- **BRIEF**:
Copy the records word for word, starting at the line with "of the submerged" and ending at the line with "point(459, 593)", with both lines included. Omit the pictures.

- **Recorded data**:

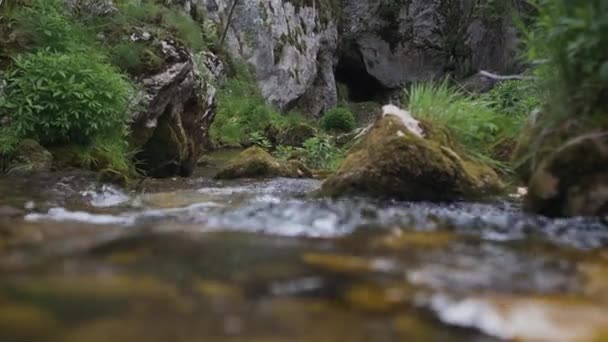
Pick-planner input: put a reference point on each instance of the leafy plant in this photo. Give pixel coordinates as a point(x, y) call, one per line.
point(177, 22)
point(570, 39)
point(516, 98)
point(321, 153)
point(338, 120)
point(242, 111)
point(48, 24)
point(473, 121)
point(258, 139)
point(64, 97)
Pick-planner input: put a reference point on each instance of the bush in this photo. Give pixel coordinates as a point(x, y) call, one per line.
point(321, 153)
point(338, 120)
point(516, 98)
point(242, 111)
point(473, 122)
point(317, 153)
point(50, 27)
point(180, 24)
point(136, 58)
point(570, 37)
point(64, 97)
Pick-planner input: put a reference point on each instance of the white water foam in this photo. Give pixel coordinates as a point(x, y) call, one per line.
point(520, 319)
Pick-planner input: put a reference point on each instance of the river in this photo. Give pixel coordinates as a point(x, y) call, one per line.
point(203, 260)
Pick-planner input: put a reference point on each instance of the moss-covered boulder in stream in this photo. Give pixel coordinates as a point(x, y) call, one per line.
point(254, 162)
point(30, 157)
point(393, 162)
point(573, 180)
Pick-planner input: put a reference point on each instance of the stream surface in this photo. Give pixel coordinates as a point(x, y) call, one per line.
point(203, 260)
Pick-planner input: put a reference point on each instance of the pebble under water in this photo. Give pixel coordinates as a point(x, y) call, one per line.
point(203, 260)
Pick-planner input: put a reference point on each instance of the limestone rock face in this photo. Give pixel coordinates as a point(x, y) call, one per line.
point(254, 162)
point(399, 42)
point(392, 162)
point(572, 180)
point(178, 108)
point(290, 45)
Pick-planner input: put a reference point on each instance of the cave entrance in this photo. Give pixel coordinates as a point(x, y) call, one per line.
point(361, 86)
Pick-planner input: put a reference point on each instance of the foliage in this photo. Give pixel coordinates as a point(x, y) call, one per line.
point(338, 120)
point(317, 153)
point(178, 23)
point(135, 58)
point(50, 27)
point(258, 138)
point(243, 112)
point(516, 98)
point(321, 153)
point(8, 141)
point(64, 97)
point(570, 38)
point(111, 151)
point(473, 122)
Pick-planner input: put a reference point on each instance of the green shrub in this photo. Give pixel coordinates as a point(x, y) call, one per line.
point(259, 139)
point(516, 98)
point(473, 122)
point(321, 153)
point(241, 112)
point(570, 39)
point(338, 120)
point(136, 58)
point(178, 23)
point(64, 97)
point(50, 27)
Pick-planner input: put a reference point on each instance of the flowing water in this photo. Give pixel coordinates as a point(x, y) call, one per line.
point(202, 260)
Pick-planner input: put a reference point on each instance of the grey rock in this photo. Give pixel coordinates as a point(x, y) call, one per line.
point(291, 49)
point(417, 40)
point(178, 109)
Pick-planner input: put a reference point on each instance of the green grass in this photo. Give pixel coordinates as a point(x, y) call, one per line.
point(338, 119)
point(473, 121)
point(243, 113)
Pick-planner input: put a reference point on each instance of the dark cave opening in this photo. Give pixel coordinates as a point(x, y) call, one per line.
point(361, 86)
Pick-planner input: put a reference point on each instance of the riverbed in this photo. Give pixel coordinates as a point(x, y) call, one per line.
point(262, 260)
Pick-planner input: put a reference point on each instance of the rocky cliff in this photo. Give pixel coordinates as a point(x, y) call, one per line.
point(298, 47)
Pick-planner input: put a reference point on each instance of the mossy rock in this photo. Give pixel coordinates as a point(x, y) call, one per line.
point(293, 135)
point(254, 162)
point(573, 180)
point(30, 157)
point(391, 162)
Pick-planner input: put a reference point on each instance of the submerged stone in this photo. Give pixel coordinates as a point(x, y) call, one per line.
point(393, 162)
point(573, 180)
point(254, 162)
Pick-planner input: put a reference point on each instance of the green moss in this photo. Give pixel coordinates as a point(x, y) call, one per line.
point(572, 180)
point(257, 163)
point(392, 162)
point(327, 10)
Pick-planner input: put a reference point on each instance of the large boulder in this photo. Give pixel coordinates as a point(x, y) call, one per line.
point(291, 45)
point(413, 164)
point(178, 108)
point(572, 180)
point(400, 42)
point(254, 162)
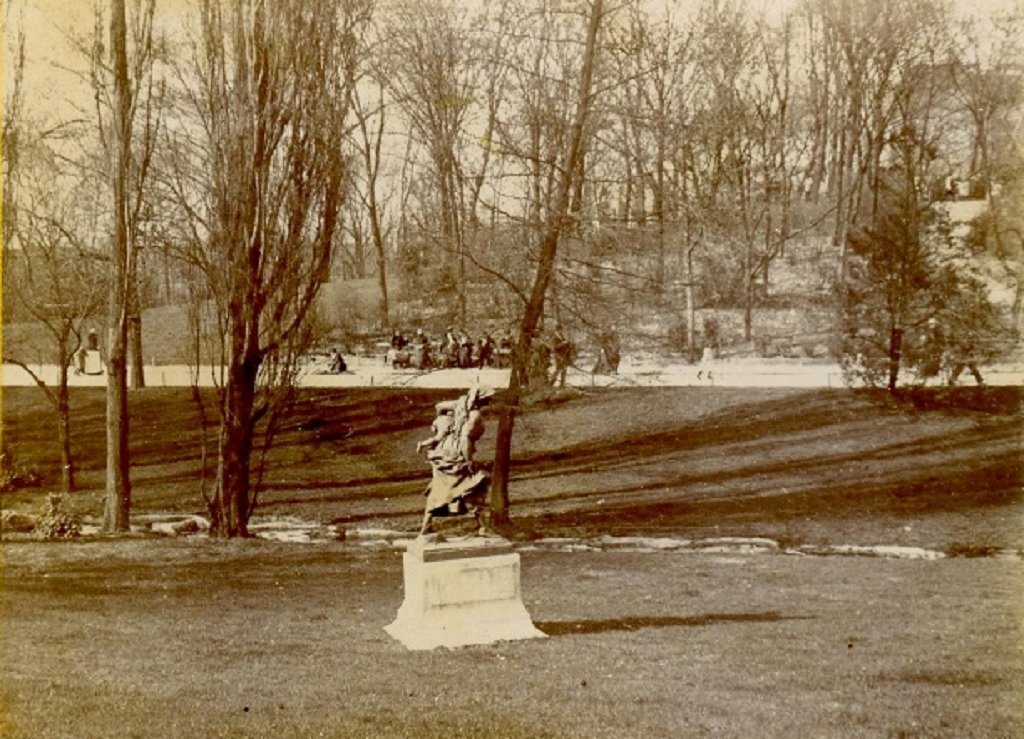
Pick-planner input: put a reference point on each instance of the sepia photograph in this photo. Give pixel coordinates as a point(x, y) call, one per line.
point(512, 368)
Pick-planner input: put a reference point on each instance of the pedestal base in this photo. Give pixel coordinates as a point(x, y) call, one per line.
point(459, 593)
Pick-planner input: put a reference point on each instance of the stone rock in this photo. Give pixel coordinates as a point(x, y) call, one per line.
point(461, 592)
point(13, 522)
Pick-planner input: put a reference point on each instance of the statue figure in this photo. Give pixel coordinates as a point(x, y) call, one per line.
point(457, 486)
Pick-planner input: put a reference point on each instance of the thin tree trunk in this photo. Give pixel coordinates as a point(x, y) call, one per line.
point(535, 307)
point(118, 503)
point(64, 420)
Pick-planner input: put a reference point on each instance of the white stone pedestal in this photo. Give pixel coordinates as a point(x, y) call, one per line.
point(461, 592)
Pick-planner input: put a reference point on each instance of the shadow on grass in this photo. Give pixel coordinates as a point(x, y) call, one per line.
point(563, 628)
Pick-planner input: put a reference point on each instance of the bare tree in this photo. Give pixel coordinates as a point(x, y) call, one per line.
point(555, 225)
point(54, 273)
point(268, 94)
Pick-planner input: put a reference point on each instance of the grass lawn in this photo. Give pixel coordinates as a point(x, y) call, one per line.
point(155, 637)
point(256, 639)
point(938, 469)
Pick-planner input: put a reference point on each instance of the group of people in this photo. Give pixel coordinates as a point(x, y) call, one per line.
point(551, 355)
point(453, 350)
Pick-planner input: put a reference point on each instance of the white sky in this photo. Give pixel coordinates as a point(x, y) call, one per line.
point(47, 25)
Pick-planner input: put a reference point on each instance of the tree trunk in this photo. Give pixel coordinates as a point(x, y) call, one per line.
point(64, 420)
point(118, 503)
point(691, 318)
point(137, 379)
point(895, 352)
point(535, 306)
point(231, 506)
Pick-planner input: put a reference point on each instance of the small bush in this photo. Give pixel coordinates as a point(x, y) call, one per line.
point(57, 522)
point(15, 476)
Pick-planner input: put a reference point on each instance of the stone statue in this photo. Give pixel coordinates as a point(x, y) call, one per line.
point(457, 486)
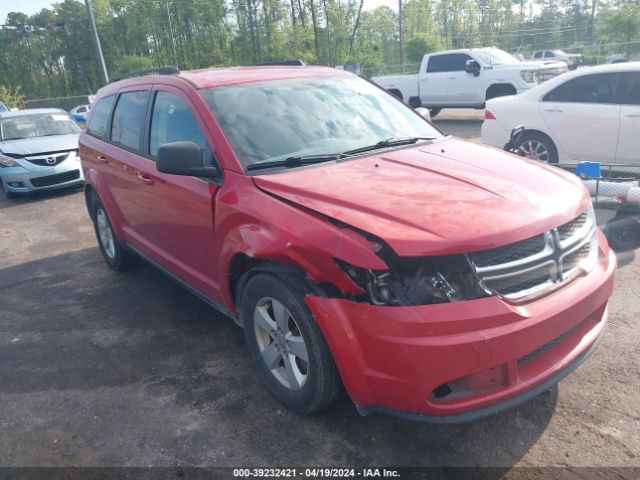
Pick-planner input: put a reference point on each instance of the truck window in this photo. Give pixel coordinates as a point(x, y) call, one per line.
point(439, 63)
point(460, 62)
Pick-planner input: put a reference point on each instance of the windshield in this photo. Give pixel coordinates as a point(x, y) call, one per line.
point(36, 125)
point(274, 120)
point(495, 56)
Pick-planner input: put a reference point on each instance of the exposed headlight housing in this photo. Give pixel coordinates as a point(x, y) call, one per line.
point(418, 281)
point(529, 76)
point(6, 161)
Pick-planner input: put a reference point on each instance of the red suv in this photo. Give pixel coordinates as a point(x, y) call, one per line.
point(353, 242)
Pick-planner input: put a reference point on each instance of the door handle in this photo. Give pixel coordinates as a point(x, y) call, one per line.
point(144, 178)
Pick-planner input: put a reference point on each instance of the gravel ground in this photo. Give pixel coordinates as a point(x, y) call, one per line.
point(105, 369)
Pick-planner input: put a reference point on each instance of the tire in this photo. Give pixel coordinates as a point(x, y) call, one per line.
point(280, 333)
point(623, 233)
point(537, 146)
point(117, 257)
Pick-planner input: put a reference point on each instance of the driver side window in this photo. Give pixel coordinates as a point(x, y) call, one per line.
point(173, 121)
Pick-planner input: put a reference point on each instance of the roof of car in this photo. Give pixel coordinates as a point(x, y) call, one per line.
point(217, 77)
point(30, 111)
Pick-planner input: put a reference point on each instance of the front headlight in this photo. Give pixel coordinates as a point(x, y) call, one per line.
point(418, 281)
point(7, 161)
point(529, 76)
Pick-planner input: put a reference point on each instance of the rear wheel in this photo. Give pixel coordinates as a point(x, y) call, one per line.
point(116, 256)
point(537, 147)
point(289, 351)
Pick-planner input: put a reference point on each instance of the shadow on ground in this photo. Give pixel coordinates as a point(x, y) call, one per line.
point(105, 368)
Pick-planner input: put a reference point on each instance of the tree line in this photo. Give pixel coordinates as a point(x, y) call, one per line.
point(51, 53)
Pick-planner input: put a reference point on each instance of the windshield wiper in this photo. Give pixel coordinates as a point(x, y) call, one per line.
point(295, 161)
point(389, 142)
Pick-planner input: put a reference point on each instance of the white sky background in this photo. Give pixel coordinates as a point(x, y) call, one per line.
point(32, 6)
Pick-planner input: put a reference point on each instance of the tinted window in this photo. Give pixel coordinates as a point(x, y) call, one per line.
point(596, 88)
point(173, 121)
point(128, 119)
point(460, 62)
point(630, 90)
point(439, 63)
point(100, 116)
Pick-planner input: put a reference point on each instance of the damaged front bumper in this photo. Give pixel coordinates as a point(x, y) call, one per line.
point(458, 361)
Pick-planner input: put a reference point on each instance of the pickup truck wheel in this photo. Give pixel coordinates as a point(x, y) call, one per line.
point(286, 345)
point(537, 147)
point(117, 257)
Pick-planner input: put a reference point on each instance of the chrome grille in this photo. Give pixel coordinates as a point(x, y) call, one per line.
point(526, 269)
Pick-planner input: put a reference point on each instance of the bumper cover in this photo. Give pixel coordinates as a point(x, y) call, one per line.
point(393, 359)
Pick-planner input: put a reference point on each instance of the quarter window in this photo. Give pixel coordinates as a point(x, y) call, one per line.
point(596, 88)
point(173, 121)
point(128, 119)
point(630, 90)
point(100, 116)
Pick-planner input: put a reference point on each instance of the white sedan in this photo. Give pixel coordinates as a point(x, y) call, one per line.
point(591, 114)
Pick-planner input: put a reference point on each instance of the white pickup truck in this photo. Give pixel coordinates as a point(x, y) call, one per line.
point(467, 78)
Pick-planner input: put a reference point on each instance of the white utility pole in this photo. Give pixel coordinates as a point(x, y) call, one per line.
point(96, 41)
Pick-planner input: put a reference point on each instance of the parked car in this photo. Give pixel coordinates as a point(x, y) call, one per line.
point(467, 78)
point(573, 60)
point(79, 113)
point(592, 114)
point(38, 151)
point(355, 243)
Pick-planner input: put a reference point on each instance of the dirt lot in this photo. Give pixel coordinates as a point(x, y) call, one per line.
point(100, 368)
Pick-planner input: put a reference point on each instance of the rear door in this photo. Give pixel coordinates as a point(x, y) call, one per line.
point(583, 116)
point(434, 81)
point(629, 140)
point(178, 227)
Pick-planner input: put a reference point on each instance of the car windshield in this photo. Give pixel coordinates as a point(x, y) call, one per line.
point(272, 121)
point(495, 56)
point(36, 125)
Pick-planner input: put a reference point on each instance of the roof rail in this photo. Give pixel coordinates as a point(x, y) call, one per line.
point(147, 71)
point(288, 63)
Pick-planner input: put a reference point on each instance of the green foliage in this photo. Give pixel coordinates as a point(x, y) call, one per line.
point(51, 53)
point(10, 96)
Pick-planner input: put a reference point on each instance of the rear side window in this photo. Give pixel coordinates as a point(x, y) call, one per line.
point(173, 121)
point(100, 116)
point(596, 88)
point(630, 88)
point(128, 119)
point(439, 63)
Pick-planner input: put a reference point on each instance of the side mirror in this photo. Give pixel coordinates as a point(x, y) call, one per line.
point(184, 158)
point(424, 113)
point(472, 67)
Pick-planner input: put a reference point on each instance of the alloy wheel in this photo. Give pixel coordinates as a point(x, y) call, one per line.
point(534, 150)
point(106, 233)
point(280, 343)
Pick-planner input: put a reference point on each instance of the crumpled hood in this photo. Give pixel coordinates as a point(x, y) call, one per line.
point(33, 146)
point(447, 197)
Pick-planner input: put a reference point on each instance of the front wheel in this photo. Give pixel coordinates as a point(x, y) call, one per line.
point(116, 256)
point(290, 353)
point(537, 147)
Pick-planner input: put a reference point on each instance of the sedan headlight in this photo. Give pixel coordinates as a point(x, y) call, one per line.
point(418, 281)
point(529, 76)
point(7, 161)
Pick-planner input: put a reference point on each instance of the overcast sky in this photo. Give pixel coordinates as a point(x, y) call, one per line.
point(33, 6)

- **RESPONSE FOR THIS EXERCISE**:
Pick-planner input: put a reference point on each instance of the submerged stone in this photo. Give pixel coordinates as a point(x, y) call, one per line.
point(393, 162)
point(573, 180)
point(254, 162)
Pick-planner input: put a reference point on each instance of the green moss in this photo. Give pixel coordinates as a point(x, y) call, one per line.
point(572, 180)
point(257, 163)
point(392, 162)
point(327, 10)
Pick-planner input: put a reference point on each instance of the large boulder in this photo. Give pixel coordinates as a point(x, y) call, one per line.
point(291, 45)
point(413, 164)
point(178, 108)
point(572, 180)
point(400, 42)
point(254, 162)
Pick-planner input: put a reference point on each instance of the sepia photograph in this photo. Give pixel coordinates as a point(x, y) call, one per line.
point(512, 368)
Pick-planner input: put a reference point on each instance of the pedestal base in this photo. Give pixel coordinates as a point(x, y) call, one per line.
point(459, 593)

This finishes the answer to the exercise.